TEXT PROVIDED =
We arrived early at RFX, this is the location for our meeting with the guys from Allegorithmic. RFX is a huge place that’s been selling visual effects software to the film and game industry possibly longer than anyone else, they are now offering Allegorithmic’s stuff too. A caterer is setting up some things that will be offered to us attendees to munch on, there’s also beer and soft drinks. In minutes we are meeting with Sébastien Deguy, the CEO of the company that has created Substance Designer 4.0 (SD4). Along the way we also get to meet Alexis Khouri, the guy who sold me Substance after walking me through understanding their amazing software, and Jeremie Noguer who I’ve become familiar with over the forum and on Polycount as the man with the answers regarding how Substance Designer works. We are also introduced to the tutorial guru Wes McDermott (3D Ninja) who has flown in from Kentucky today and is joining Allegorithmic as the on-staff tutorial guru.
It’s showtime. Sébastien starts by recapping the release two weeks ago of Substance Designer 4.0 and then sitting down with Wes, we are given a demonstration of the software’s capability. Great having these two here, especially the question and answer period. I think everyone in the room learned a couple things tonight, but we are anxious for something else.
Next up was Gee Yeung from Dreamworks Animation. A few weeks ago he took up Substance Designer and was here to show us his progress in using it for the rapid development of looks when creating characters. We were able to see his sketches and a sculpture he created in ZBrush and rendered in the new Marmoset Toolbag 2.0 package. Nothing like seeing the work of a pro to let you know how amateurish you are, but Gee is open and full of information. Rumor has it that he might be creating some tutorials showing how Substance Designer fits in the pipeline of a Hollywood workflow.

[Box-labeled dataset records]
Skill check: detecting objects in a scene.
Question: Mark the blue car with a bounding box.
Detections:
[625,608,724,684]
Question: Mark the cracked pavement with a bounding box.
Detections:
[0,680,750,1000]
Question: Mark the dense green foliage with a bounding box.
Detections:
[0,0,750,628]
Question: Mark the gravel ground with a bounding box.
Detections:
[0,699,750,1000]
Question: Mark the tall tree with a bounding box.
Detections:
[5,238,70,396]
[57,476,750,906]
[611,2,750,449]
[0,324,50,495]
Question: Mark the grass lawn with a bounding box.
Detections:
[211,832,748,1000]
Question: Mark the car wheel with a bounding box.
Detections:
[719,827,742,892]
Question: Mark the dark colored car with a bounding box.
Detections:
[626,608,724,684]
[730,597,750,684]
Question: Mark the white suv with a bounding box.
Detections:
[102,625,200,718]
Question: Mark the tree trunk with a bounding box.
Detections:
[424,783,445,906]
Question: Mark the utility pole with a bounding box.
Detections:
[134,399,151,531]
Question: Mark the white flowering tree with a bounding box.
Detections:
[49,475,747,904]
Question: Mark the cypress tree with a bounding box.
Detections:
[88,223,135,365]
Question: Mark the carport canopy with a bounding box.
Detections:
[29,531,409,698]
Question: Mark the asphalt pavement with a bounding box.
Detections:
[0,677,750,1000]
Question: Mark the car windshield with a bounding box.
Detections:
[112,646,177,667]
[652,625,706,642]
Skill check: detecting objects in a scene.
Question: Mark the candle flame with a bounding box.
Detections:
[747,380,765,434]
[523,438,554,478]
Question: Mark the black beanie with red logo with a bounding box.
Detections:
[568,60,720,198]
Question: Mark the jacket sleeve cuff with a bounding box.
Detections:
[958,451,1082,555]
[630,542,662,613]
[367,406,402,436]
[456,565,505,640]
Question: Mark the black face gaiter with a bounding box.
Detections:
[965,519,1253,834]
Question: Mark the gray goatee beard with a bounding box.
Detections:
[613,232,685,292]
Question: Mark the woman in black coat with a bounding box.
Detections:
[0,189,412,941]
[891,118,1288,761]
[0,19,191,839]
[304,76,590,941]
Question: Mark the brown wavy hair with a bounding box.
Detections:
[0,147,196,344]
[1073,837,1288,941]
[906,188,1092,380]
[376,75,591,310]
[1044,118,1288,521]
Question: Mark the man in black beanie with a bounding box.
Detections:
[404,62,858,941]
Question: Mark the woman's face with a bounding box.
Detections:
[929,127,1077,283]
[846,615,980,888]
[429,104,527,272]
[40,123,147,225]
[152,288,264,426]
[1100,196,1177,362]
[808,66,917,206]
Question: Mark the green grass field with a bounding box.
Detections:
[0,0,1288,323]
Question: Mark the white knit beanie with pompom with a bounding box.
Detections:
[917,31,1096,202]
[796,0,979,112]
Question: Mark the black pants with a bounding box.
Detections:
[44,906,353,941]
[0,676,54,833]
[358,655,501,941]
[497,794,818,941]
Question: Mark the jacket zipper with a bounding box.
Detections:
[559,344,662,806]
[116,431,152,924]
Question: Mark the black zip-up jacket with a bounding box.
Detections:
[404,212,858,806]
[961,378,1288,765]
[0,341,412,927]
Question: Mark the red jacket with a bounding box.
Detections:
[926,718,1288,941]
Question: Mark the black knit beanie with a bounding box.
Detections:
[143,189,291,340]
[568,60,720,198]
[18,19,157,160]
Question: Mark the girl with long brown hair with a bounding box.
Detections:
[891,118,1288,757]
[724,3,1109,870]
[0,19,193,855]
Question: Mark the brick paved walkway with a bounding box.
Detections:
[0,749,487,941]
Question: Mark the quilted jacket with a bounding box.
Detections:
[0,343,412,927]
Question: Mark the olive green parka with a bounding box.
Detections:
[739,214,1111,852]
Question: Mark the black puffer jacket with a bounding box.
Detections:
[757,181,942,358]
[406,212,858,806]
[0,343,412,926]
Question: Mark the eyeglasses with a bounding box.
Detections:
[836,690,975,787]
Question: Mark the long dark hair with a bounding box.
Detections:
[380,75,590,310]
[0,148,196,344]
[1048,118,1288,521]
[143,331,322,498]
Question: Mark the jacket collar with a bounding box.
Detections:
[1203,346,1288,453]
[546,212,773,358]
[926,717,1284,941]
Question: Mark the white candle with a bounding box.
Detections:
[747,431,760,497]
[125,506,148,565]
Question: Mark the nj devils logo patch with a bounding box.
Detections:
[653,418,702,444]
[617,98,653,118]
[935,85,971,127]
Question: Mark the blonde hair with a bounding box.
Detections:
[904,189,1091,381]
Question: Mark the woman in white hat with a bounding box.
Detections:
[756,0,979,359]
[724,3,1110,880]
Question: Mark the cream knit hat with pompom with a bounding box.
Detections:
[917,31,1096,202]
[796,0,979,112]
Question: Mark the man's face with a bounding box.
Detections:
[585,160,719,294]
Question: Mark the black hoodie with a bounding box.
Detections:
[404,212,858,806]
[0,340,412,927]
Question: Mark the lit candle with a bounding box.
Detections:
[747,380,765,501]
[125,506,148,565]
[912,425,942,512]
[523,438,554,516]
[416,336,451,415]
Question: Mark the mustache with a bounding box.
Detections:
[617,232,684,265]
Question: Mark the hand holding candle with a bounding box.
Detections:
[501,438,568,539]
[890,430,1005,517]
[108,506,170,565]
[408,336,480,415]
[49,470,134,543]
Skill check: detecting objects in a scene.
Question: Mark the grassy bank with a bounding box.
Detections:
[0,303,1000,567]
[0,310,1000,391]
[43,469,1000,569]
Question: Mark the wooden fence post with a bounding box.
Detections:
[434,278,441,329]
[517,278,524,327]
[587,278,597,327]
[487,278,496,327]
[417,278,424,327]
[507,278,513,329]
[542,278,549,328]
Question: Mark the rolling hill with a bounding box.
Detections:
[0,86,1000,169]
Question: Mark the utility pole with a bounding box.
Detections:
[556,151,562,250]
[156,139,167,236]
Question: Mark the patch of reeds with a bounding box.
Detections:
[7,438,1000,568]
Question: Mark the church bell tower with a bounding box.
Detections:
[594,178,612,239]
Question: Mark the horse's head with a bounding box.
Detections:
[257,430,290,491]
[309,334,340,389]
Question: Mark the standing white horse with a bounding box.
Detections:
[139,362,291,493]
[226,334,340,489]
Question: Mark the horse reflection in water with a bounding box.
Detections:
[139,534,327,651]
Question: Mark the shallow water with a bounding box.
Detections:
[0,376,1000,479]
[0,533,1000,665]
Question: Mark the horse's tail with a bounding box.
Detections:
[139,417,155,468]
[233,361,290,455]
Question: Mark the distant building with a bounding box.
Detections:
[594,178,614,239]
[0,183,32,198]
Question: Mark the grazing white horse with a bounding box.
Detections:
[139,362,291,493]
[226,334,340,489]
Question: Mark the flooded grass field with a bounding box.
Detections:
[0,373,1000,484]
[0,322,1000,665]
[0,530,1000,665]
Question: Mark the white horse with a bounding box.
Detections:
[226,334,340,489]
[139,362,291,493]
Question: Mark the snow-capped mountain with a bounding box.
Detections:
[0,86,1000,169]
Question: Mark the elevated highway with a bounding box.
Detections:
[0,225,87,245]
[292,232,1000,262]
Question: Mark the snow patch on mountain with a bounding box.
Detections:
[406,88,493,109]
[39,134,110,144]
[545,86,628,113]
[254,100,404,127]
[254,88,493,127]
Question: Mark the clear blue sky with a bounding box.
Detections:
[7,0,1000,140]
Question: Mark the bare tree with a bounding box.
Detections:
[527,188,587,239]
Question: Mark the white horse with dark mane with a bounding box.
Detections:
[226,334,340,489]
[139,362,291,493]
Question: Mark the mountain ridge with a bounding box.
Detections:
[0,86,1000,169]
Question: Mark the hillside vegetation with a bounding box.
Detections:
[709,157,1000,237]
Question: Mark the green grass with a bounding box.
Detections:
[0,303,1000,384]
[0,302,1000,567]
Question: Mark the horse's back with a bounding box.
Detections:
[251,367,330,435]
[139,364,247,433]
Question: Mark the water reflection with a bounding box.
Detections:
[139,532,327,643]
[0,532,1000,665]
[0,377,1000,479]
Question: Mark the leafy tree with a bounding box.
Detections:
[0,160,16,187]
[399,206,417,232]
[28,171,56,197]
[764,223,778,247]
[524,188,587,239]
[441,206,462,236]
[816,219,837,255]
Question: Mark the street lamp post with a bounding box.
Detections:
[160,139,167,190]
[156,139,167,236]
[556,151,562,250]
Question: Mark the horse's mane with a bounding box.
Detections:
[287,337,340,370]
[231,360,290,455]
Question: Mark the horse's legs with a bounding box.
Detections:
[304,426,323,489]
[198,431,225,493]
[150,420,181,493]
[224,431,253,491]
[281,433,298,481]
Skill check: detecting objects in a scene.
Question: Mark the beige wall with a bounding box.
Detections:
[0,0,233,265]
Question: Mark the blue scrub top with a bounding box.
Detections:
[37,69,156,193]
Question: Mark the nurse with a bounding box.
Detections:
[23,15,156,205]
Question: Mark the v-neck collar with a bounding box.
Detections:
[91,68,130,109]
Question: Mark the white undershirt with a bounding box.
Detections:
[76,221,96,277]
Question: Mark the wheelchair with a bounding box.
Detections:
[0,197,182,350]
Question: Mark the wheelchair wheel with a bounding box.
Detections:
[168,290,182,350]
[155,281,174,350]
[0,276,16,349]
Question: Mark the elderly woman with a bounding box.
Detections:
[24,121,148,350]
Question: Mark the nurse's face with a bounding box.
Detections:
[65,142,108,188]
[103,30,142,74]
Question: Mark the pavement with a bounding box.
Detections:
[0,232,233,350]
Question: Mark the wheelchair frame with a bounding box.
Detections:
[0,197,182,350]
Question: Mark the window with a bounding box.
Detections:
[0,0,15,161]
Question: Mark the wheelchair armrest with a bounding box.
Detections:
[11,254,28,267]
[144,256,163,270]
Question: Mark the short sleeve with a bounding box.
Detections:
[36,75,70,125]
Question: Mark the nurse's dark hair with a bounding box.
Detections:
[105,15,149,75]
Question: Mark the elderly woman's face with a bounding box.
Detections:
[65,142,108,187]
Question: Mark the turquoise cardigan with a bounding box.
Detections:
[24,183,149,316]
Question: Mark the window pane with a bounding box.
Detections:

STATED TASK 1 = In the account of the Allegorithmic meeting at RFX, where had Wes McDermott flown in from?
STATED TASK 2 = Summarize the account of the Allegorithmic meeting at RFX in two sentences.

WRITTEN SOLUTION 1 = Kentucky

WRITTEN SOLUTION 2 = At RFX, Allegorithmic CEO Sébastien Deguy recapped the recent release of Substance Designer 4.0 and, with new on-staff tutorial guru Wes McDermott, demonstrated the software and took questions. Gee Yeung of Dreamworks Animation then showed how he had been using Substance Designer for rapid look development on characters, including a sculpture made in ZBrush and rendered in Marmoset Toolbag 2.0.